─── SUPPLIED RECORDS ───

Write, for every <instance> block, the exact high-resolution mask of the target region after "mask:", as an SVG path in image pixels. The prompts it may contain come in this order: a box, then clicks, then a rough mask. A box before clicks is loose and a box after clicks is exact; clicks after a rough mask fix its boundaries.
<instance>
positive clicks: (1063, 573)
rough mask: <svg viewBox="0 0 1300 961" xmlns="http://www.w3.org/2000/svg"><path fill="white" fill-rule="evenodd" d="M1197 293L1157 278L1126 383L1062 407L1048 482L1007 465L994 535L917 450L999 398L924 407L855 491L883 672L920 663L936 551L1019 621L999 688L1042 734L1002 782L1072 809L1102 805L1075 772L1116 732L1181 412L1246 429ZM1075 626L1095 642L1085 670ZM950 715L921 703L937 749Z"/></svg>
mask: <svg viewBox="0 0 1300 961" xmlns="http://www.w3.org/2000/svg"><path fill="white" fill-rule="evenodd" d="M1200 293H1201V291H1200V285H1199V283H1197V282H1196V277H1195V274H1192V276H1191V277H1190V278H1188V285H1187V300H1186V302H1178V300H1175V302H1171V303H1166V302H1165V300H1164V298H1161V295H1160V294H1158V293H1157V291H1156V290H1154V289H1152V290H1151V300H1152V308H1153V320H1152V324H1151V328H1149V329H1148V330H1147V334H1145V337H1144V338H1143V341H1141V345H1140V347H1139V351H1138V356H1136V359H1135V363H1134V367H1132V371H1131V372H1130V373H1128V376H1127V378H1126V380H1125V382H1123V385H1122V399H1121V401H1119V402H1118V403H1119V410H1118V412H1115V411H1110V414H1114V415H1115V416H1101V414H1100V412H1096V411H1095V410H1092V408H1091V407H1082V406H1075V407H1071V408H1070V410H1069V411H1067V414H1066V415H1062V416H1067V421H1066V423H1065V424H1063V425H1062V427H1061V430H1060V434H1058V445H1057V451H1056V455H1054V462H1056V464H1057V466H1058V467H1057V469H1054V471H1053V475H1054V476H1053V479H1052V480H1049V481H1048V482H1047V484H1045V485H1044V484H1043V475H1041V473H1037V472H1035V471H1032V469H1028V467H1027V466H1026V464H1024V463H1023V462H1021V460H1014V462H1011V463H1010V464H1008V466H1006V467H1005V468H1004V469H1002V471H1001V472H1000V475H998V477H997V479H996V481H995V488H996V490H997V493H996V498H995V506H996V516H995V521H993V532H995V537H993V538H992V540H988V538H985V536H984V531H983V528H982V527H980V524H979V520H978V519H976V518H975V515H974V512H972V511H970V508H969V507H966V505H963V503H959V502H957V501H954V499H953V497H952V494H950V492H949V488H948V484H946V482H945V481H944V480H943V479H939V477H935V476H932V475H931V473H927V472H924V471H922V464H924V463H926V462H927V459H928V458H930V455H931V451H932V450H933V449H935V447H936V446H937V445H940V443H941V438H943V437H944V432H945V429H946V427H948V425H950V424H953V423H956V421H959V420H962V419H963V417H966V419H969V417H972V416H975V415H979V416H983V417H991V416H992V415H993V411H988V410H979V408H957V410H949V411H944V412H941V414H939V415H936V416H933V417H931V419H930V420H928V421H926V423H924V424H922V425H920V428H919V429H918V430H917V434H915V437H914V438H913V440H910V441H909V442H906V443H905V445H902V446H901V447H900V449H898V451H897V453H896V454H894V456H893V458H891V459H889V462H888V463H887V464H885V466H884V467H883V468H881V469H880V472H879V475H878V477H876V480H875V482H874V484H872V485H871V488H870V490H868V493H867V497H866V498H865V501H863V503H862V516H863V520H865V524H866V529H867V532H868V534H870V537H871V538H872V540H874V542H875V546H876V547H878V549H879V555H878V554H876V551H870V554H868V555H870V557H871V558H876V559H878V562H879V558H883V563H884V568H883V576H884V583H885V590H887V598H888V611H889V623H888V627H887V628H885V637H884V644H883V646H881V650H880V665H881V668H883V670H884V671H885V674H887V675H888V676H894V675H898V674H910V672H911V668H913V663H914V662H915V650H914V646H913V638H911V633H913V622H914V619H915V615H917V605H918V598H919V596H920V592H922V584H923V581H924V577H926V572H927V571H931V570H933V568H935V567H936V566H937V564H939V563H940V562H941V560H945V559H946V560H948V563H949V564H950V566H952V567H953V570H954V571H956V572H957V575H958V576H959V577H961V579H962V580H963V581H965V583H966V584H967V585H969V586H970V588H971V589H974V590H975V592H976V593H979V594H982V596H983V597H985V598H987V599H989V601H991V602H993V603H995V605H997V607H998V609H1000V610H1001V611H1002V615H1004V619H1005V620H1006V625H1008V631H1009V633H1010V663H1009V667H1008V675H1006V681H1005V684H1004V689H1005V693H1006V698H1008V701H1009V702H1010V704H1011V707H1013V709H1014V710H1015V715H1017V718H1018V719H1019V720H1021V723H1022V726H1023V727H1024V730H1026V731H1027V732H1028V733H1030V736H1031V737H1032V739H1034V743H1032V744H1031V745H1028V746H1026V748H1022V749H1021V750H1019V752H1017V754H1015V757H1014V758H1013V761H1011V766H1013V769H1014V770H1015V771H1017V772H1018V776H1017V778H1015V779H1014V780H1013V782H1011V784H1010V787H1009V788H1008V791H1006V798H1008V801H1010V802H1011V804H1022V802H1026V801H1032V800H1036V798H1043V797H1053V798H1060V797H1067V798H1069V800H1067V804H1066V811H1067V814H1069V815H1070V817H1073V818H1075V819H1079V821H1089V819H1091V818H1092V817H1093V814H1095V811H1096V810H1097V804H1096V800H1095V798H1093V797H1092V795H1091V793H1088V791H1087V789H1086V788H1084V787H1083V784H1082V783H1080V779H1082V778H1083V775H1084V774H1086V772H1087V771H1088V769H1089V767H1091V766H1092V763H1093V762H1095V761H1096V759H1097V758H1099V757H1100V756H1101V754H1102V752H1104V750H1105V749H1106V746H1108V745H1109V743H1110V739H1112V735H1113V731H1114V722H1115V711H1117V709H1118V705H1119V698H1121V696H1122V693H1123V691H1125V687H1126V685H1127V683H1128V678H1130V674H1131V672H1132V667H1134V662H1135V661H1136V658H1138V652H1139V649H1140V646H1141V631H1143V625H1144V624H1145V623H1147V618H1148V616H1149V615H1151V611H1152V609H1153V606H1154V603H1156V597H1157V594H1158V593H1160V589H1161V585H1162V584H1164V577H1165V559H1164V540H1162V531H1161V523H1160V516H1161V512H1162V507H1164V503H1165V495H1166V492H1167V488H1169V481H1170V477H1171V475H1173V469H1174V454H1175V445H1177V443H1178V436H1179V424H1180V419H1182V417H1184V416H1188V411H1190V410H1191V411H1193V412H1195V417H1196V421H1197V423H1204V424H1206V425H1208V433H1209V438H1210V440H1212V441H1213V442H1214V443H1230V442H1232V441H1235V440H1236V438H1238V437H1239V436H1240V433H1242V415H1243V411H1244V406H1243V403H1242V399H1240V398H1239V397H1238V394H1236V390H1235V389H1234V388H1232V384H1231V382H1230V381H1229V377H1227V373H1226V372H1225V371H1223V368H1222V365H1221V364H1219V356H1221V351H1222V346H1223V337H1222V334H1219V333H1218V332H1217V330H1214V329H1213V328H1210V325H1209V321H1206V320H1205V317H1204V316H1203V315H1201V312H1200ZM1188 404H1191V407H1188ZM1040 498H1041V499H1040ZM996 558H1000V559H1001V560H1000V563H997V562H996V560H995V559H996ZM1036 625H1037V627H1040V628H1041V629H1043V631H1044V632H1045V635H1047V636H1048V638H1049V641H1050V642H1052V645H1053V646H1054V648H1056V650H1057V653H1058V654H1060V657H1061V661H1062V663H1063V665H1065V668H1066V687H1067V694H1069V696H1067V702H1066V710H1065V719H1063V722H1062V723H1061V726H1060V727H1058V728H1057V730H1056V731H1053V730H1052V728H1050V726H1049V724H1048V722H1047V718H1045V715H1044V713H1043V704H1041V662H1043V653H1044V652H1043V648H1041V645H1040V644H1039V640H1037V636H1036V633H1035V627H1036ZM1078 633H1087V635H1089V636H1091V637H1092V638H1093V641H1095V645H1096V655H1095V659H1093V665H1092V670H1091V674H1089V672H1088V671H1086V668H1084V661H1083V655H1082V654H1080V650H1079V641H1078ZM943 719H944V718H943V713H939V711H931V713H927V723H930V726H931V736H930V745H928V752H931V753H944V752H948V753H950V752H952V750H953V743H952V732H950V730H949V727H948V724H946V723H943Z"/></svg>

───

Only the lines from the start of the data to the line holding "positive clicks: (1063, 573)" are wanted; return them exactly, both ends included.

▶ ANSWER TO THIS TASK
Write, for every <instance> block, the exact high-resolution mask of the target region after "mask:", as an SVG path in image pixels. The prompts it may contain come in this order: a box, then clicks, then a rough mask. A box before clicks is loose and a box after clicks is exact; clicks after a rough mask fix its boundaries.
<instance>
positive clicks: (1063, 573)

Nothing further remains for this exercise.